My annual trip to Alaska had us going with a new outfitter. We had hunted for Caribou in the Brooks Range in the past, but this year we were going with Glacier Mountain Outfitters and Greg Jennan. We had been planning this trip for the last two years and I had always wanted to go on an inland Grizzly Hunt. I was fortunate enough to be able to go on a hunt last year in the Wrangle Mountains for sheep and was lucky enough to harvest a Grizzly, but this would be the first trip I had ever been on where Grizzly was our only target! After talking with Greg off and on over the last few years he had told me the area we would be hunting is one of the best areas for Grizzly in the world! I couldn’t wait to get there.

 

We arrived in camp two days before the season started and were ready to get into the field. The weather was so bad when we got there we ended up spending the next 3.5 days in their base camp of operation (Kavik).  We were disappointed we couldn’t get out in the field, but our guides were doing the right thing by waiting for the weather to get right so we could safely be flown into our hunting area.  In the past years the hunters they had taken to this camp had took their bears the first or second day of their hunts. After our long wait in camp the weather finally broke enough to get us into the field.

=== Tasks to perform ===
• a. In the Alaska hunting account, which outfitter was the group going with this year?
• b. Write out the Alaska hunting account from "My annual trip" up to and including "to get there.".

(Collection entries)
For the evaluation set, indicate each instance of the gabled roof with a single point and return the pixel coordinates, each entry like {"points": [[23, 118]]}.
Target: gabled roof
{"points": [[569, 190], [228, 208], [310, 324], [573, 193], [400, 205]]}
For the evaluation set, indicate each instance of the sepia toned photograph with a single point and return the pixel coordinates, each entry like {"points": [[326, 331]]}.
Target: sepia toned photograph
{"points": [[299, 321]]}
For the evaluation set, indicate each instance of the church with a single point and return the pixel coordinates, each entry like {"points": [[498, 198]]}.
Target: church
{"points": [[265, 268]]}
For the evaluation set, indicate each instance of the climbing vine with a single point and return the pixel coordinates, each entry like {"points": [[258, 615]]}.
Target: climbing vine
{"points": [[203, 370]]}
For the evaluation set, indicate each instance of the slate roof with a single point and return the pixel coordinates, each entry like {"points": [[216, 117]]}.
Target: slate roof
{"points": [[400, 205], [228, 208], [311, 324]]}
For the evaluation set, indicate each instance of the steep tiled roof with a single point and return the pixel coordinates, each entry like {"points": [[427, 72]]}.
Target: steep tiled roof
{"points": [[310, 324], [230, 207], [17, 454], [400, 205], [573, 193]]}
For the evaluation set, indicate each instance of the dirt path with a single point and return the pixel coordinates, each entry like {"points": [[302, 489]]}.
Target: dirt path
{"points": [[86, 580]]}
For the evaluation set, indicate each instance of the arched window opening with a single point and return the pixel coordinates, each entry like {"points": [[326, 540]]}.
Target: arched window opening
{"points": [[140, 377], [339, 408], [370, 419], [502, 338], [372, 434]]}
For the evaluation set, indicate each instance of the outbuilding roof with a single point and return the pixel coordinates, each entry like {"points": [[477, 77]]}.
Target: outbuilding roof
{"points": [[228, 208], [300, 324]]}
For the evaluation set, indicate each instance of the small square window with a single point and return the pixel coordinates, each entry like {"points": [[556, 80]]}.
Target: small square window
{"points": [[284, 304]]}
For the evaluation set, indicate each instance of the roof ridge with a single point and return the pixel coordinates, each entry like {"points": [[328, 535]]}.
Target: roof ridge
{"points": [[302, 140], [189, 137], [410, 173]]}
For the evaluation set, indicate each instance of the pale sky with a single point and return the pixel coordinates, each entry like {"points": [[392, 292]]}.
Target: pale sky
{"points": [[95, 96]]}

---

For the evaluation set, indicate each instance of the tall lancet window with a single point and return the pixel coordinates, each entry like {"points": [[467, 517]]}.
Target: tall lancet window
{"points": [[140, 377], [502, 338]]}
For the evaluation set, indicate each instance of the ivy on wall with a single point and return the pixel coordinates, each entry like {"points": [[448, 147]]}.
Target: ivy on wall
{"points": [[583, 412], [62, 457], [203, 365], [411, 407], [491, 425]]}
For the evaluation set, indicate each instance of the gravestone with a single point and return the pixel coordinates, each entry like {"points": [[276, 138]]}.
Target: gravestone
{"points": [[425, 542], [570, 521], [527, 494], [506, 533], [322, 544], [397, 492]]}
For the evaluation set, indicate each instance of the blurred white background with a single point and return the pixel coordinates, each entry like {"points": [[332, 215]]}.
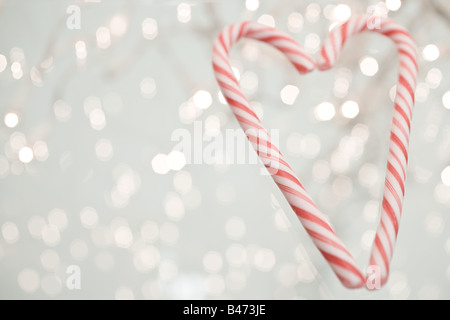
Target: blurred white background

=== Expected results ===
• a. Glacier Mountain Outfitters, with Greg Jennan.

• b.
My annual trip to Alaska had us going with a new outfitter. We had hunted for Caribou in the Brooks Range in the past, but this year we were going with Glacier Mountain Outfitters and Greg Jennan. We had been planning this trip for the last two years and I had always wanted to go on an inland Grizzly Hunt. I was fortunate enough to be able to go on a hunt last year in the Wrangle Mountains for sheep and was lucky enough to harvest a Grizzly, but this would be the first trip I had ever been on where Grizzly was our only target! After talking with Greg off and on over the last few years he had told me the area we would be hunting is one of the best areas for Grizzly in the world! I couldn’t wait to get there.